WRITTEN REQUEST - Render each line below as a row in a two-column CSV with the headers "prompt" and "answer". Put the line's text and its answer each in one quoted field, turn line breaks into spaces, and leave out the pictures.

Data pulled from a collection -
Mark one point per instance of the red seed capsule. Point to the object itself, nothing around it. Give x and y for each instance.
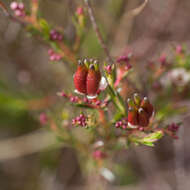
(143, 118)
(80, 78)
(132, 118)
(147, 106)
(93, 80)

EXERCISE OUTPUT -
prompt,answer
"Mark one point per instance of the red seed capsule. Point to the object itself, nothing around it. Give x and y for each instance.","(143, 118) (80, 78) (132, 118) (147, 106) (93, 80)"